• ASSIGNMENT: Lines holding the word "rough": how many does the material below have? Answer with nothing but the number.
----------------
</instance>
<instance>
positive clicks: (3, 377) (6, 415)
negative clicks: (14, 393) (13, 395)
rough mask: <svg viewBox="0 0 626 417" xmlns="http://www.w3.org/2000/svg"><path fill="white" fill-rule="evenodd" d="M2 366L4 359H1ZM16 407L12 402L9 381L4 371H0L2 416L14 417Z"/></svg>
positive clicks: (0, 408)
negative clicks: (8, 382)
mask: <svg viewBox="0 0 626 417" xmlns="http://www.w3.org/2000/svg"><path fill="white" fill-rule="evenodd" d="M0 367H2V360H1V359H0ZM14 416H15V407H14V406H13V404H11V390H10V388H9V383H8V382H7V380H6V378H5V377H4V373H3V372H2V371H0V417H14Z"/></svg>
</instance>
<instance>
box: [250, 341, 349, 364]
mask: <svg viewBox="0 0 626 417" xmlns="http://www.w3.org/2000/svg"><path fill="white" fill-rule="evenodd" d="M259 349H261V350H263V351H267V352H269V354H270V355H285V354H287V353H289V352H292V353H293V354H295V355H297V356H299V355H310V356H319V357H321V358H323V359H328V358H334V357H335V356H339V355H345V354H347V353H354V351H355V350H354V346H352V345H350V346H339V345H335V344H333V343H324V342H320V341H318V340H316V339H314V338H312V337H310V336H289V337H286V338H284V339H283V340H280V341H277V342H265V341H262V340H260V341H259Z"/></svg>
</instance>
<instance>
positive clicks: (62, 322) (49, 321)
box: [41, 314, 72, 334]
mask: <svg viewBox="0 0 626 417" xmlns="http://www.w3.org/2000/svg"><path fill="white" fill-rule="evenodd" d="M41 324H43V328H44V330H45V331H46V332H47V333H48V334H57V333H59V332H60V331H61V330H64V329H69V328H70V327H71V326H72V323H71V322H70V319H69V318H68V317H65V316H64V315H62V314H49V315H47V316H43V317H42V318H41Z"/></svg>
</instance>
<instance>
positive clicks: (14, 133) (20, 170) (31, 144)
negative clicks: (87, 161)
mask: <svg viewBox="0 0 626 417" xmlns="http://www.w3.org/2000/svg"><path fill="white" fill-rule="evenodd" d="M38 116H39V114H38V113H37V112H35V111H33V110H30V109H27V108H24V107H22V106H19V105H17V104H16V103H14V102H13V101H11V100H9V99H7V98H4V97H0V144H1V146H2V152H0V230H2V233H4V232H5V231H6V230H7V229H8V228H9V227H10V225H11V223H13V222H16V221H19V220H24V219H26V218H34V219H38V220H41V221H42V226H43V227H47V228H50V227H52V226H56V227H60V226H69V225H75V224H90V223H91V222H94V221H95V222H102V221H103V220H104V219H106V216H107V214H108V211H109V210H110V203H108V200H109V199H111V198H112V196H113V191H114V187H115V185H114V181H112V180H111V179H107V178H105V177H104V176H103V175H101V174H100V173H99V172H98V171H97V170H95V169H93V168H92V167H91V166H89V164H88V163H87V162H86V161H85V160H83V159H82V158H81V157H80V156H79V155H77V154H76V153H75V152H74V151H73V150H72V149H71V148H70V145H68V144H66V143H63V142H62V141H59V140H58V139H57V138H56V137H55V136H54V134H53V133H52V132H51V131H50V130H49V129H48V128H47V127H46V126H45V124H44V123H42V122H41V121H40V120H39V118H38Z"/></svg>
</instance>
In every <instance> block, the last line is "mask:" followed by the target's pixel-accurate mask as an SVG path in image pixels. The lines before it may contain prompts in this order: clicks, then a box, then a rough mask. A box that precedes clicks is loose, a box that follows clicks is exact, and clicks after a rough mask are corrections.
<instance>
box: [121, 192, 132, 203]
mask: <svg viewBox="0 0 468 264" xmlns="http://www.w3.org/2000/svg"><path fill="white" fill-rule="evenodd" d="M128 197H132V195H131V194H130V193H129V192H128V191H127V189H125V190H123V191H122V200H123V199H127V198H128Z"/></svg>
----------------
• ANSWER BOX: 2